**TEXT**
►

[FedCom] White House criticizes news media for "reporting [that] was based on listening to a police scanner"

J Doe usgovagent at gmail.com
Sat Sep 12 03:36:43 EDT 2009


 Interesting that the USCG would pick 9/11 and an area where POTUS was
recently present to conduct this excercise.  Smells like a set-up to me, the
Government knew  their would be a lot of focus on this area especially by
the media.  CNN fell for the bait, hook line and sinker.  J






On Fri, Sep 11, 2009 at 3:05 PM, ed <bernies at netaxs.com> wrote:

> When the White House criticizes the news media for "reporting [that] was
> based
> on listening to a police scanner", it doesn't bode well for the future of
> unencrypted public-safety radio communications.
>
> Doubtless this incident will be used by government radio encryption
> proponents
> to push for more encryption of open, clear government radio communications.
>
> -bernieS
>
>
>
> http://www.washingtonpost.com/wp-dyn/content/article/2009/09/11/AR2009091101740.html
>
> Radio Traffic Led to False Reports of Gunfire on Potomac
>
> Coast Guard Responds to 'Routine Exercise'
>
> (photo) Vice Adm. John Currier of the U.S. Coast Guard discusses the Friday
> morning training exercise on the Potomac that caused high alert in the
> metro area.

◄

**EXCERPTED RECORDS**
►

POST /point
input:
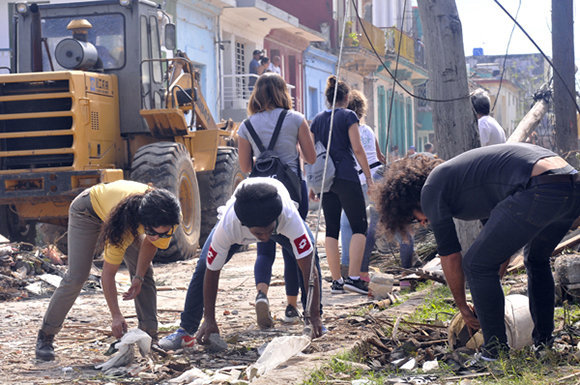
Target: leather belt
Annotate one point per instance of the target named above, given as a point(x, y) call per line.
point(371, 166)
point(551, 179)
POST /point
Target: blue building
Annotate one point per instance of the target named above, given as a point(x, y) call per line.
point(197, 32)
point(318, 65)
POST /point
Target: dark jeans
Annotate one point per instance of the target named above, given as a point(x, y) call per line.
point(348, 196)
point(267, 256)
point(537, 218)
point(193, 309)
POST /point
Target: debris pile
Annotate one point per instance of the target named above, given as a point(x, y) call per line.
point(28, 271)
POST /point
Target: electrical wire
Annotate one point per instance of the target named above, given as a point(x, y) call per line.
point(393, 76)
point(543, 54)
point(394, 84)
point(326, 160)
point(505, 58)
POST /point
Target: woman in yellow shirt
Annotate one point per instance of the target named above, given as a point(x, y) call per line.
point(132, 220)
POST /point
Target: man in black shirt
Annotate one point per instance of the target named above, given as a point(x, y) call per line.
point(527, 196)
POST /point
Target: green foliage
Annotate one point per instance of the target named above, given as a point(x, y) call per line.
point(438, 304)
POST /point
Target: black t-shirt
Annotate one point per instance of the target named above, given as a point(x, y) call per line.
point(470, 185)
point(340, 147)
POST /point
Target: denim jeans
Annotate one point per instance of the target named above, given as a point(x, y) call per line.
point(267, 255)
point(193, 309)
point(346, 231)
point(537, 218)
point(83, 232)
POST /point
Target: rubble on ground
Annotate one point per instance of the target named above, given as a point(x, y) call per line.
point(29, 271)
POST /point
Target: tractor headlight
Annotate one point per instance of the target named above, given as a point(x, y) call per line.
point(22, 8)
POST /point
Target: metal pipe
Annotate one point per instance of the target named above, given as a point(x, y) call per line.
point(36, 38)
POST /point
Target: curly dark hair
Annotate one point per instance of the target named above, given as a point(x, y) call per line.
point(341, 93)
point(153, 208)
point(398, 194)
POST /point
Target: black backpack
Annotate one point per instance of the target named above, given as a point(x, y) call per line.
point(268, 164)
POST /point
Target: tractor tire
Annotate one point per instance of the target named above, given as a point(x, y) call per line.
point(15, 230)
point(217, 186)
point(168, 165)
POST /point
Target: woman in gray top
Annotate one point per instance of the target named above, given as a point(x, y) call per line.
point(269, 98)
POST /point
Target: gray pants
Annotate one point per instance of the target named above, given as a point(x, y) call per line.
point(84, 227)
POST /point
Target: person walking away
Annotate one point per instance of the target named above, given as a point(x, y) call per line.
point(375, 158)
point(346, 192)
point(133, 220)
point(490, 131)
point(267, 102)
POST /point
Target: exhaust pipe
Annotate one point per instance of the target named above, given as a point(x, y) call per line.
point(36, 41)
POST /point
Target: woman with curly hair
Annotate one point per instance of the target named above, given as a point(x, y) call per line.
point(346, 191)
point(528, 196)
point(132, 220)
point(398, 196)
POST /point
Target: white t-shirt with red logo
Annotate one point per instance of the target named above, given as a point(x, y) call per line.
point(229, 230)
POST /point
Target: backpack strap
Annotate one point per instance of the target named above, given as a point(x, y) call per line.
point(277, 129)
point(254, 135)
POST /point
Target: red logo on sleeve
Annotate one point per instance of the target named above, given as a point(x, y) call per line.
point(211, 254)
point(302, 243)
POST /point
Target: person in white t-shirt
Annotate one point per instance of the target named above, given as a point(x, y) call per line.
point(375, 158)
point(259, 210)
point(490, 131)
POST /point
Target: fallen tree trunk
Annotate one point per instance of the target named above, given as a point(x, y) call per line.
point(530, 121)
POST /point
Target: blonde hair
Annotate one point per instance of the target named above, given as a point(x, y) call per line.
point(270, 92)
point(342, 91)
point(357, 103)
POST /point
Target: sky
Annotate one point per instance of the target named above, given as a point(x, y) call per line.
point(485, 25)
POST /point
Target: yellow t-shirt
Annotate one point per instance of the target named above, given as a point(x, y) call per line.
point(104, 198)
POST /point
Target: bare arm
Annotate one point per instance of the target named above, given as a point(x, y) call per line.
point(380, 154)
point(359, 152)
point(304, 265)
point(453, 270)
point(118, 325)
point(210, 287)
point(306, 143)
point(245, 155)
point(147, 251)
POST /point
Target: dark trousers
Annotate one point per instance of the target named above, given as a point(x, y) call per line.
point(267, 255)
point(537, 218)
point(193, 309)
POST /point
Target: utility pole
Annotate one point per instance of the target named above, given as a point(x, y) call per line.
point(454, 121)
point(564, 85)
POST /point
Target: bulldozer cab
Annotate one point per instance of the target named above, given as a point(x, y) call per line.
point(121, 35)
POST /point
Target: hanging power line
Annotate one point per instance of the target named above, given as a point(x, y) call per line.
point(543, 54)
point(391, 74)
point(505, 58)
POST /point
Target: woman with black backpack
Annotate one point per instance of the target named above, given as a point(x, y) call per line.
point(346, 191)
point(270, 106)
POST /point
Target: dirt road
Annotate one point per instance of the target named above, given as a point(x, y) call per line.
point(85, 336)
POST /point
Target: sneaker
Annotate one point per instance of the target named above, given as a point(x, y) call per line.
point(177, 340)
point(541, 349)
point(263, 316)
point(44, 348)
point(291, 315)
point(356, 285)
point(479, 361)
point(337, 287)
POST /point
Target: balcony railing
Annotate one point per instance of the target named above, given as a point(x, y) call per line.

◄

**GIVEN INSTRUCTION**
Retype, character for character, the part of the mailing-list post above that runs between "On Fri, Sep" and "public-safety radio communications.", inclusive.

**WRITTEN SOLUTION**
On Fri, Sep 11, 2009 at 3:05 PM, ed <bernies at netaxs.com> wrote:

> When the White House criticizes the news media for "reporting [that] was
> based
> on listening to a police scanner", it doesn't bode well for the future of
> unencrypted public-safety radio communications.